>> Begin PAGE

The stipulation of facts and the supplemental stipulation of
facts, together with the attached exhibits, are incorporated
2
At trial respondent alleged that petitioner had double-
counted car insurance expenses on Schedule C by including them in
both car and truck expenses and insurance expenses. This issue
was not raised in the pleadings. Rule 41(b)(1) provides that in
appropriate circumstances, an issue that was not expressly
pleaded but was tried by express or implied consent of
the parties may be treated in all respects as if raised in the
pleadings. LeFever v. Commissioner, 103 T.C. 525, 538-539
(1994), affd. 100 F.3d 778 (10th Cir. 1996). This Court, in
deciding whether to apply the principle of implied consent, has
considered whether the consent results in unfair surprise or
prejudice to the consenting party and prevents that party from
presenting evidence that might have been introduced if the issue
had been timely raised. See WB Acquisition, Inc. & Subs. v.

>> End PAGE

[EXERCISE 1] List every category of expense named in the tax court excerpt.

>> Begin GIVEN DATA

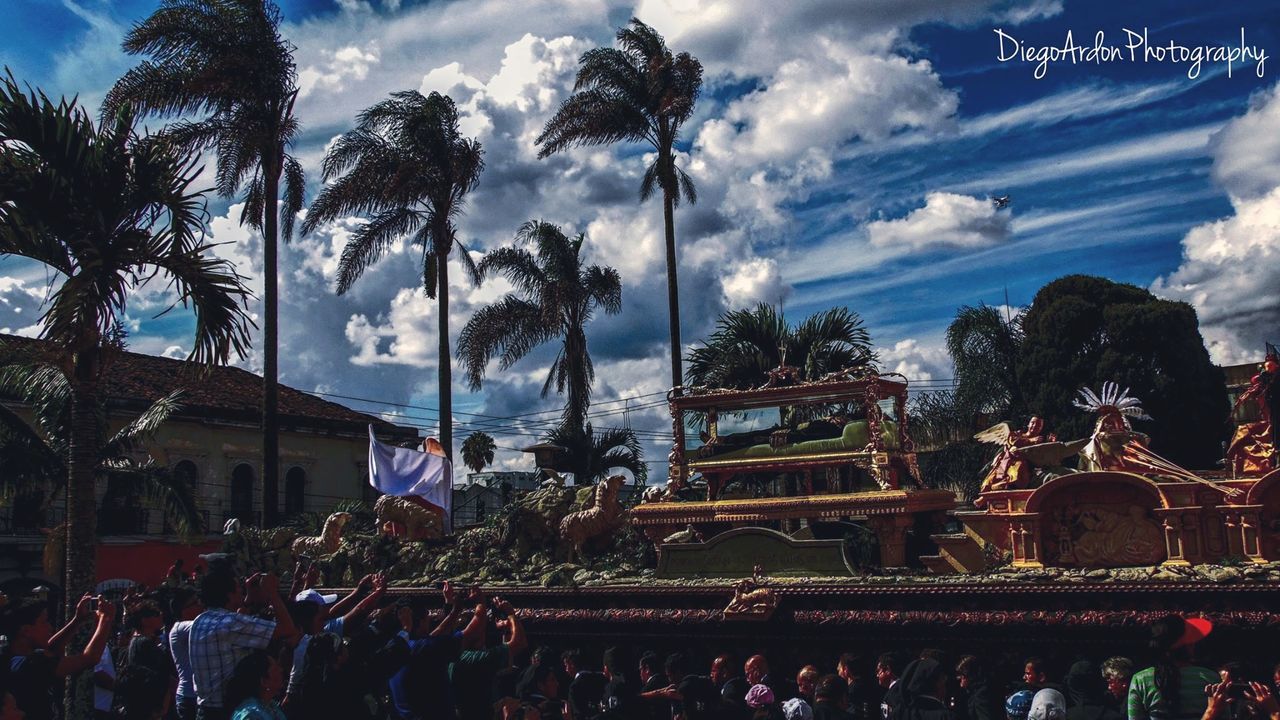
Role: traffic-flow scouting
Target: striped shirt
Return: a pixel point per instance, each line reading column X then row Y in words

>> End GIVEN DATA
>> Begin GIVEN DATA

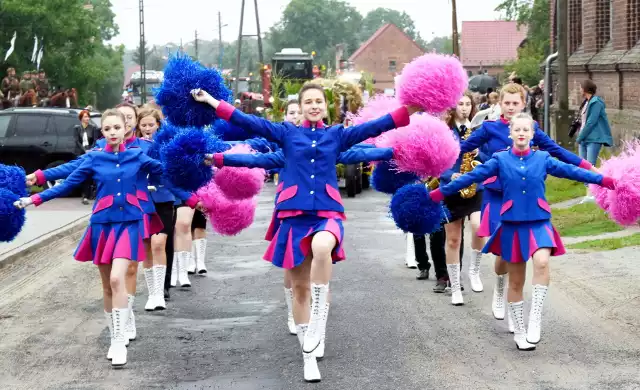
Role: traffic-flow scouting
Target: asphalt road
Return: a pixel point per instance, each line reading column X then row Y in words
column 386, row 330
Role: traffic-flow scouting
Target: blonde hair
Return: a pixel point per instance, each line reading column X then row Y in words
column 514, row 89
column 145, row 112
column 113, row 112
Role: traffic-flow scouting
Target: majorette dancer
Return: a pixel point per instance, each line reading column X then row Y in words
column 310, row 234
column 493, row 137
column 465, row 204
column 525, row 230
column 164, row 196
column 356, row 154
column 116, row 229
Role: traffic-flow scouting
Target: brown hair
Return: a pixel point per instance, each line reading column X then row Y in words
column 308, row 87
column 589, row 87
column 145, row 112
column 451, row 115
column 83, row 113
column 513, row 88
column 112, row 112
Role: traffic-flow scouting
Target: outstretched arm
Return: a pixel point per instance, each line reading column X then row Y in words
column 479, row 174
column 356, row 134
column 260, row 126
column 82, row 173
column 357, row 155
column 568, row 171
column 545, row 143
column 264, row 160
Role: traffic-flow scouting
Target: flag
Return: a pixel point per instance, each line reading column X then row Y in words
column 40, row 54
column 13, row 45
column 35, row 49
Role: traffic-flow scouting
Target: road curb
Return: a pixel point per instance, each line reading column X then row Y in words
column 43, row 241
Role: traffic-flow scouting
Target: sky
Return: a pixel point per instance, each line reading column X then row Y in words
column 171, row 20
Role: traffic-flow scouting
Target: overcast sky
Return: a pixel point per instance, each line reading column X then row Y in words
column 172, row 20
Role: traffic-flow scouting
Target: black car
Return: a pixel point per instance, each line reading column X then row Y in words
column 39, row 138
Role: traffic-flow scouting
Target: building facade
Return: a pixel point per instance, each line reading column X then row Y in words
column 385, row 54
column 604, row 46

>> End GIVEN DATA

[EXERCISE 2] Return each line of the records that contains the string "hair", treating uppercase and lowercase as different.

[CORRECT ANSWER 1]
car insurance expenses
car and truck expenses
insurance expenses

[CORRECT ANSWER 2]
Target: blonde hair
Target: brown hair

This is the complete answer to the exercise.